### TEXT ZUM LESEN
--------
Genf (epd). Eine Untersuchungskommission der UN erhebt schwere Vorwürfe gegen Russlands politische Führung und Armee in deren Angriffskrieg gegen die Ukraine. Das gewaltsame Verschwindenlassen von ukrainischen Zivilistinnen und Zivilisten durch russische Einheiten sei ein Verbrechen gegen die Menschlichkeit, betonte die UN-Untersuchungskommission zur Ukraine in einem am Mittwoch in Genf veröffentlichten Bericht.
Die russischen Besatzer hätten in allen ukrainischen Gebieten Zivilisten festgenommen. Zu den Opfern gehörten Beamte, Journalisten und andere Verdächtige. Auch viele ukrainische Kriegsgefangene seien Opfer des gewaltsamen Verschwindenlassens.
Moskaus Sicherheitskräfte verschleppten die Opfer häufig in Hafteinrichtungen in besetzten Gebieten der Ukraine oder deportierten sie nach Russland. Dort würden sie schweren Verbrechen ausgesetzt, darunter Folter und sexuelle Gewalt. Viele Personen seien seit Monaten oder seit Jahren vermisst. Einige seien verstorben.
Das Schicksal vieler Verschleppter sei unbekannt, hieß es. Familien und Freunde lebten in quälender Ungewissheit. Auf Anfragen von Familienangehörigen vermisster Personen hätten russische Behörden systematisch keine Auskunft gegeben.
--------
### GEZEIGTE ANGABEN
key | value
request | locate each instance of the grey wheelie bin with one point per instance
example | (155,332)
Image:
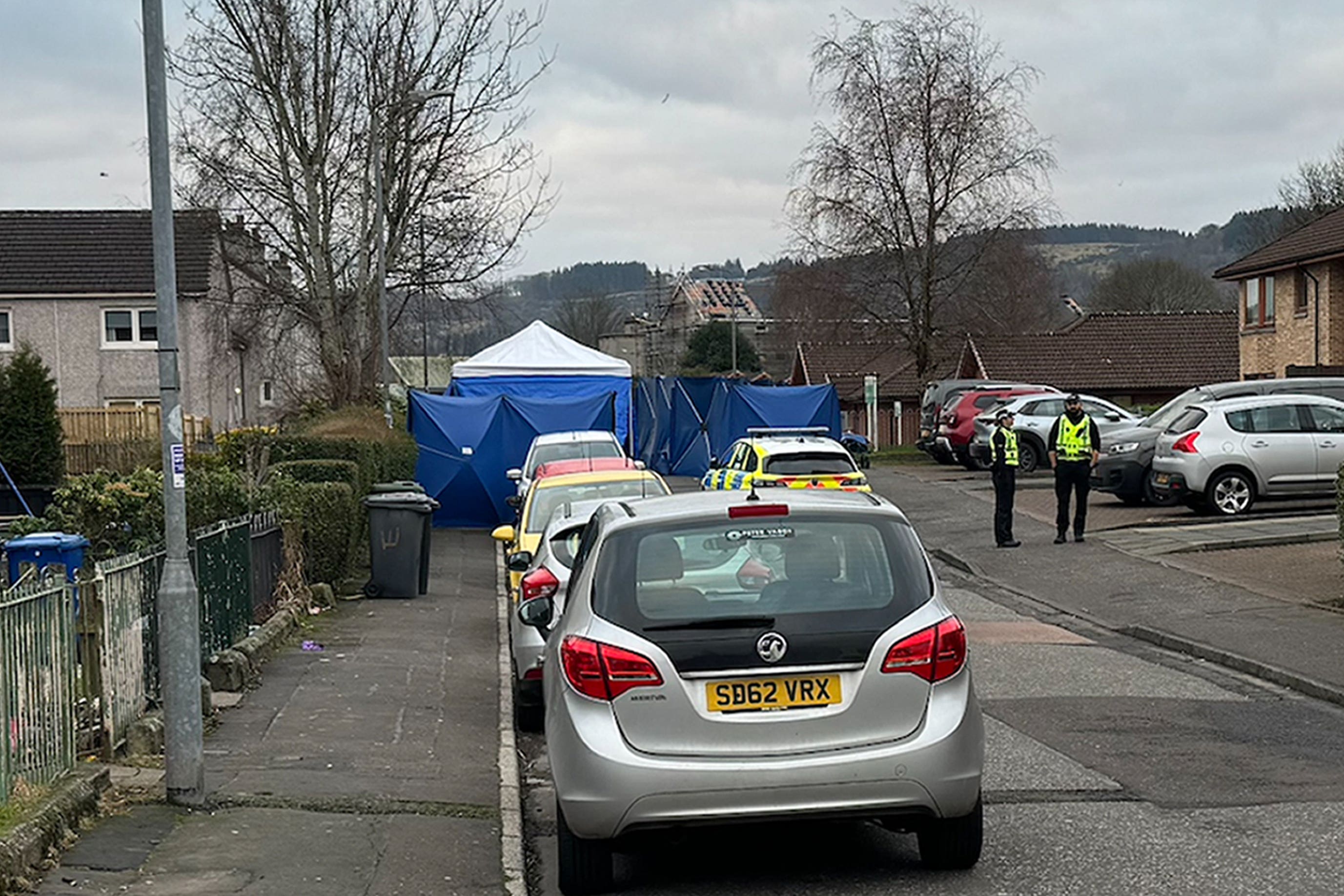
--------
### ZIEL DER AUFGABE
Wie haben russische Behörden laut dem Text über die UN-Untersuchungskommission auf Anfragen von Angehörigen vermisster Personen reagiert?

### ANTWORT FOLGT
Sie haben systematisch keine Auskunft gegeben.